▸ **Task description**
Reproduce every line of the material below verbatim, omitting the pictures.

▸ **Input for this task**
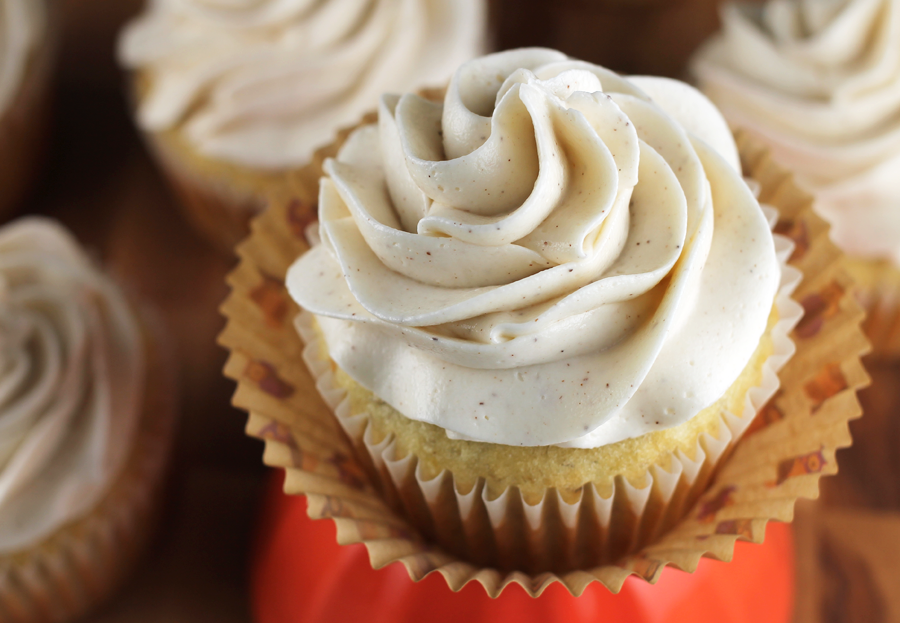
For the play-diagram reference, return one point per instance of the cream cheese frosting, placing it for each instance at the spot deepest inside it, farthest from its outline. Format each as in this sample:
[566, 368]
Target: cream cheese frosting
[553, 255]
[22, 25]
[819, 81]
[71, 370]
[263, 83]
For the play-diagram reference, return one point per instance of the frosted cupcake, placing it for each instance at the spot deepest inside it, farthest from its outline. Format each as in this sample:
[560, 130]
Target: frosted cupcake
[554, 282]
[26, 58]
[85, 419]
[819, 83]
[232, 97]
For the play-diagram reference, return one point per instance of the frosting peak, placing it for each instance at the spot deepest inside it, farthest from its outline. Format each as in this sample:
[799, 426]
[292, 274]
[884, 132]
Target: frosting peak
[264, 82]
[71, 369]
[549, 257]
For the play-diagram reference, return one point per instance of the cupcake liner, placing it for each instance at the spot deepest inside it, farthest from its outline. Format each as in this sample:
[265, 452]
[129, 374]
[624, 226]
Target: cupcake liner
[82, 563]
[788, 446]
[877, 289]
[25, 125]
[508, 532]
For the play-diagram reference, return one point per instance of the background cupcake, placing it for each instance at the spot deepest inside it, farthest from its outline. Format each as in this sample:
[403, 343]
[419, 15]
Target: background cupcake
[85, 422]
[232, 97]
[27, 49]
[819, 83]
[503, 355]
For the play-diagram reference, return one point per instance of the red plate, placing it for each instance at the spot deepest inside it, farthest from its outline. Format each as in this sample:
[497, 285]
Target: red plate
[300, 574]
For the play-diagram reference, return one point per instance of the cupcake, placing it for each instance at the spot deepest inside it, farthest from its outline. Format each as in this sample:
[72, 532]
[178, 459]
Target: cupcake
[26, 60]
[85, 420]
[543, 309]
[544, 283]
[819, 83]
[232, 97]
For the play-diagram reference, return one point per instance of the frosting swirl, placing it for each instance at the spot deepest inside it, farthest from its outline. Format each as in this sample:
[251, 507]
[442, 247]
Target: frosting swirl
[548, 257]
[71, 369]
[819, 81]
[22, 24]
[264, 82]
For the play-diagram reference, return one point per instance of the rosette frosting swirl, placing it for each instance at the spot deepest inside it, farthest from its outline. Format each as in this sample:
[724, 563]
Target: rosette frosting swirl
[264, 82]
[71, 369]
[819, 81]
[554, 255]
[22, 24]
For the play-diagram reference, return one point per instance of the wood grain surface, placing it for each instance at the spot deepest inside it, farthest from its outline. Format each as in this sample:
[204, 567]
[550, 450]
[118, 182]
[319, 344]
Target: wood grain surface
[100, 182]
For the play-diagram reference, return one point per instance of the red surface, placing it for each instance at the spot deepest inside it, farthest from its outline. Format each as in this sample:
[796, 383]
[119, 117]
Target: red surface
[300, 574]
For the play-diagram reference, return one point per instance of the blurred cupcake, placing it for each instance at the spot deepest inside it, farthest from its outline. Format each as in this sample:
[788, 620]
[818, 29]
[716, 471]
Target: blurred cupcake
[819, 83]
[26, 58]
[86, 409]
[232, 97]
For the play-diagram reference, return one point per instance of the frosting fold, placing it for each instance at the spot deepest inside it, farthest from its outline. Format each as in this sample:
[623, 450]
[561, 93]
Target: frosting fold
[264, 83]
[625, 280]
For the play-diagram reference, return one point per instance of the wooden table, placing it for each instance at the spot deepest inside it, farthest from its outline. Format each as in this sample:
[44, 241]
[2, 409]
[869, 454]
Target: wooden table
[100, 182]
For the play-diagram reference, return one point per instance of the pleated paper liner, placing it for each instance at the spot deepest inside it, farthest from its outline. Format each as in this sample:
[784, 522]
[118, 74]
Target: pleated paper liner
[877, 288]
[83, 563]
[787, 448]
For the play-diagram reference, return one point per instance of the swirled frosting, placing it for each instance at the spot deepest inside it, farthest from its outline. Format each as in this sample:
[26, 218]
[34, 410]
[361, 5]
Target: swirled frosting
[819, 81]
[22, 24]
[554, 255]
[71, 369]
[263, 83]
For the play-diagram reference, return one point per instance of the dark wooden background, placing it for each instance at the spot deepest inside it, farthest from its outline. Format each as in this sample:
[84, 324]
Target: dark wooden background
[100, 182]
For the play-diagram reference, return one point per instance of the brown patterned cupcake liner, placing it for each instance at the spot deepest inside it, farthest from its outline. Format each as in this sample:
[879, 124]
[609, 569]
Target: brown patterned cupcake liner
[83, 563]
[782, 455]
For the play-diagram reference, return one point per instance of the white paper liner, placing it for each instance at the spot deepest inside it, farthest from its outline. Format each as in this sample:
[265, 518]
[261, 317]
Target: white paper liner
[682, 476]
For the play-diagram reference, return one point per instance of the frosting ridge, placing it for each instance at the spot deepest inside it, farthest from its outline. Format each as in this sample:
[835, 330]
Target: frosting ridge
[546, 255]
[71, 370]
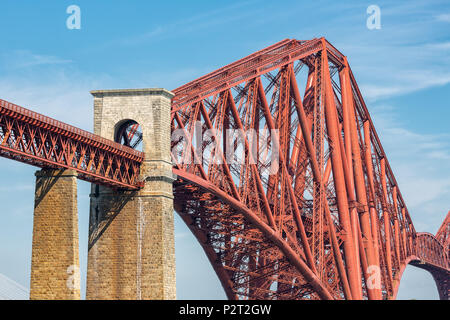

▸ **Full response**
For the play-diagram reference, return one point per instance of the cream cheese frosting, placing it for each instance at the spot deepest inside it, farthest from its outline. Format each as in this sample:
[566, 368]
Target: cream cheese frosting
[553, 255]
[22, 25]
[819, 81]
[71, 370]
[263, 83]
For the play-diagram reference, return one point per instance of the frosted cupcake, placing it for each instance at the spot deepest inside it, farthest from its outline. Format each as in this sample:
[560, 130]
Target: frosted cupcake
[554, 282]
[26, 58]
[85, 419]
[819, 83]
[232, 97]
For the play-diagram reference, return one point per instance of the frosting peak, placing it for each instance at the spot deepest inside it, farthest from its outline. Format each as in this sample:
[799, 426]
[292, 274]
[884, 132]
Target: frosting peak
[264, 82]
[71, 369]
[549, 257]
For the play-diagram reference, return one point per instance of the cupcake liner, placing it for each instance at the spot deepest inside it, farthest from its outline. Format each as in this sample:
[265, 452]
[129, 374]
[624, 226]
Target: cupcake liner
[82, 563]
[788, 446]
[877, 289]
[25, 125]
[508, 532]
For the play-diagram reference, return one point per instance of the background cupcake, placing it for each instance at the spot deepest inside it, farthest from its outline. Format each as in this sample:
[403, 343]
[419, 15]
Target: background cupcake
[85, 422]
[232, 97]
[27, 49]
[819, 83]
[503, 355]
For the play-diagram reference, return one point per instance of the red plate, placing it for each instance at the spot deepest inside it, farthest from its outline. Format each as in this sample:
[497, 285]
Target: red plate
[300, 574]
For the play-diagram reference, return one point per instance of the cupcake, placing it for each instance at the spot deepest inside it, farthest from its outline. Format each as in this sample:
[72, 532]
[178, 459]
Target: cupcake
[26, 60]
[85, 420]
[543, 309]
[544, 283]
[819, 83]
[232, 97]
For the play-diagram reference, return one point per instance of the frosting swirl, placing it for each instance at the spot deepest inside it, farthest from its outline. Format each as in this sample:
[251, 507]
[442, 247]
Target: frosting swirl
[548, 257]
[71, 369]
[819, 81]
[22, 24]
[264, 82]
For the play-diagram reference, return one point per instance of the rosette frosting swirl, placing it for each instance at the spot deepest inside it, farthest from its outline. Format each as in this sample:
[724, 563]
Target: rosette frosting swirl
[264, 82]
[71, 369]
[819, 81]
[554, 255]
[22, 24]
For the play-diagram reference, return one point per instance of the wood grain surface, placing it for each instance at the spot deepest inside it, farthest from its outline. Format each as in this sample:
[204, 567]
[550, 450]
[118, 182]
[319, 344]
Target: wood grain surface
[100, 182]
For the play-diagram reference, return one point per instance of the red surface, placing it for each instance at the spot deepest inside it, farthest from its outline. Format each as in this sample:
[796, 383]
[119, 117]
Target: red surface
[300, 574]
For the play-diagram reference, return one point per instance of the blurred cupcake, placing it for each instance at the spot deepest inside it, farthest from its outline. Format each as in this sample:
[788, 620]
[818, 29]
[716, 471]
Target: blurred cupcake
[819, 83]
[26, 58]
[86, 409]
[232, 97]
For the play-diagram reference, return one point per instance of the frosting fold, placing it for each instance at the spot deepest inside it, farthest from its outline. Format each as in this sample:
[623, 450]
[561, 93]
Target: frosting fold
[264, 83]
[625, 280]
For the play-diagram reference, return one point per instance of the wooden table, placing it for each instance at the spot deepest inside it, farthest from its outline. Format each as in this sample:
[44, 241]
[2, 409]
[869, 454]
Target: wooden table
[100, 182]
For the play-diagram reference, return one point per instance of the pleated paper liner, placing it for each instance at the spot deepest inside it, farthest from its outline. Format each as in this sample:
[784, 522]
[118, 74]
Target: pleated paper liner
[877, 288]
[83, 563]
[787, 448]
For the play-diagram reference, return one point per instance of the swirled frosting, placing it for each instance at the spot deepest inside it, farthest from its outline. Format each as in this sample:
[26, 218]
[34, 410]
[361, 5]
Target: swirled frosting
[819, 81]
[22, 24]
[554, 255]
[71, 369]
[263, 83]
For the play-diagram reference, return one point per instance of the dark wooden background, placing it for each instance at the spot deepest inside it, farthest from its outline. Format each as in this sample:
[84, 324]
Target: dark wooden background
[100, 182]
For the play-diagram reference, return one point per instance of the brown patterned cupcake liner, placing it for each instance at the spot deepest inside it, farthest from its outline. Format each as in this sample:
[879, 124]
[609, 569]
Target: brown patterned cupcake liner
[83, 563]
[782, 455]
For the play-diagram reference, return one point per instance of the white paper liner, placing it for each instance at the spot deepest inside it, farthest from its outline. Format each as in this sample:
[265, 518]
[261, 317]
Target: white paper liner
[682, 476]
For the play-diagram reference, return one point per instance of the frosting ridge, placing it for each instance at the spot deepest inside it, farthest from its outline. Format each as in this sample:
[835, 330]
Target: frosting ridge
[546, 255]
[71, 370]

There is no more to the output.